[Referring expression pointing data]
---

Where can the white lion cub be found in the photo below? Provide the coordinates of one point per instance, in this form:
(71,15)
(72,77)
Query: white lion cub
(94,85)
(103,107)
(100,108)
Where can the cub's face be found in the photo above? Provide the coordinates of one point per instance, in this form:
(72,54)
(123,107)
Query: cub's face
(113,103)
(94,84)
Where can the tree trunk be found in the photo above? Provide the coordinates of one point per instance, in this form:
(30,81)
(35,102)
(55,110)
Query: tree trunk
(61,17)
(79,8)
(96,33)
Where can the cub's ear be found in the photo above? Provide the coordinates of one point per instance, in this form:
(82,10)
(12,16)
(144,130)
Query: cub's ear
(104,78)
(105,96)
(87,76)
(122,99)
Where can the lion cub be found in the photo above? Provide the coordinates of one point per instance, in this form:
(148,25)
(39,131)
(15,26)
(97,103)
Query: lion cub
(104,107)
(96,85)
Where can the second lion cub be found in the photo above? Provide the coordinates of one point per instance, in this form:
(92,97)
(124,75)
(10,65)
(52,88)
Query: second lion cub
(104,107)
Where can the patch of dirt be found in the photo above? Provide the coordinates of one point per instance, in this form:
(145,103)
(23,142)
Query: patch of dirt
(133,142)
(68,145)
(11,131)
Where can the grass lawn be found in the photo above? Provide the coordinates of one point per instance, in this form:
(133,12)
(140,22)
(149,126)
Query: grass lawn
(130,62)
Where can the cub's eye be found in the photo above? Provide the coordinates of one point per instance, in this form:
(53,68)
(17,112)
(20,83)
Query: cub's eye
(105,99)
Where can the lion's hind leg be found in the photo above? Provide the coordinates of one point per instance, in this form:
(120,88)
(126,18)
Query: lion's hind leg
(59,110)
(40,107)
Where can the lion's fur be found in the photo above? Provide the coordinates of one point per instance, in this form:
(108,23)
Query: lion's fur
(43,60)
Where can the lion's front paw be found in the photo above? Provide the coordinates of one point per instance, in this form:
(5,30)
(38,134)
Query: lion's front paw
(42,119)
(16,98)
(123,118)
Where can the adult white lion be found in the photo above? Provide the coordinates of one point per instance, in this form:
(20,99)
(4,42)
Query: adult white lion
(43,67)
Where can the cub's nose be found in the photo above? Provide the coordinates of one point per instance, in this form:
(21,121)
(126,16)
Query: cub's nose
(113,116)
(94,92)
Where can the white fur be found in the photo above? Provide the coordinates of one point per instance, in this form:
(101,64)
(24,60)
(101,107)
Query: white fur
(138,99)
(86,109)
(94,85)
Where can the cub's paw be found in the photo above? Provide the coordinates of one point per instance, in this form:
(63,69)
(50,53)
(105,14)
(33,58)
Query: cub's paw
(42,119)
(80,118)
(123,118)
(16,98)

---

_Work to complete_: Nothing in the data may be left out. Copy all of it exactly.

_Written answer_:
Where can the white lion cub be found in the photo below? Provide the coordinates of one point per instance, in this form:
(71,15)
(72,77)
Query: white lion cub
(94,85)
(103,107)
(100,108)
Where can the cub's face be found in the photo above? Provide the coordinates of one point per instance, in this form:
(72,54)
(123,107)
Query: cub's face
(113,103)
(94,84)
Where can the tree trunk be found in the photo above? Provide the coordinates of one point per instance, in this form:
(30,81)
(35,102)
(55,110)
Query: tree trunk
(61,17)
(79,8)
(96,33)
Where can the cub's ear be found in the photo above? Provide the coordinates of one point per instance, in this form:
(82,10)
(12,16)
(144,130)
Query: cub's ear
(104,78)
(105,96)
(87,76)
(122,99)
Where can the lion cub be found in the photo above? Provide the coordinates of one point per instance, in this form:
(148,25)
(39,131)
(15,26)
(97,103)
Query: lion cub
(104,107)
(96,85)
Where can the second lion cub be found in the photo above? Provide the coordinates of one point per instance, in this form:
(92,97)
(124,75)
(10,65)
(52,88)
Query: second lion cub
(104,107)
Where can the patch of dirt be found in the photo above? Provide the coordinates of one point per instance, in this form:
(145,103)
(23,142)
Query: patch of dirt
(133,142)
(68,145)
(11,131)
Where can the grass lawn be found in the photo above? Provide the coordinates of one point per instance, in this form:
(133,12)
(140,22)
(149,126)
Query: grass lawn
(130,62)
Where can the cub's eye be found in the photo above? Provide the coordinates of one point per instance, in this form:
(53,68)
(17,112)
(20,83)
Query: cub's eye
(105,99)
Where can the lion's hind leg be found in the photo above? Provide the coordinates of one point per instance, in this form:
(120,88)
(126,18)
Query: lion's hind leg
(59,110)
(40,107)
Where can the lion's fur be found in the photo above? Provide the coordinates of one point per instance, in this form:
(108,23)
Query: lion's fur
(43,60)
Where can the lion's front paw be found in the photo above? Provide the coordinates of one point per instance, in this form:
(5,30)
(38,134)
Query: lion's front paw
(42,119)
(16,98)
(123,118)
Where can the adult white lion be found in the photo above? Provide the coordinates of one point per instance, in this form:
(20,99)
(4,42)
Query: adult white lion
(43,67)
Where can the cub's nose be found in the photo above? Provide the coordinates of one point per instance, in this form:
(21,121)
(126,16)
Query: cub's nose
(113,116)
(94,92)
Where can the white fur be found in the photo above? Provide the coordinates of one point per instance, in this form:
(101,64)
(24,60)
(101,107)
Query: white fur
(138,99)
(86,109)
(94,85)
Where can the cub's paw be found in the photo above? Provide the coordinates of one point per instance, in this form:
(63,69)
(50,53)
(105,14)
(33,58)
Query: cub's paw
(42,119)
(80,118)
(123,118)
(16,98)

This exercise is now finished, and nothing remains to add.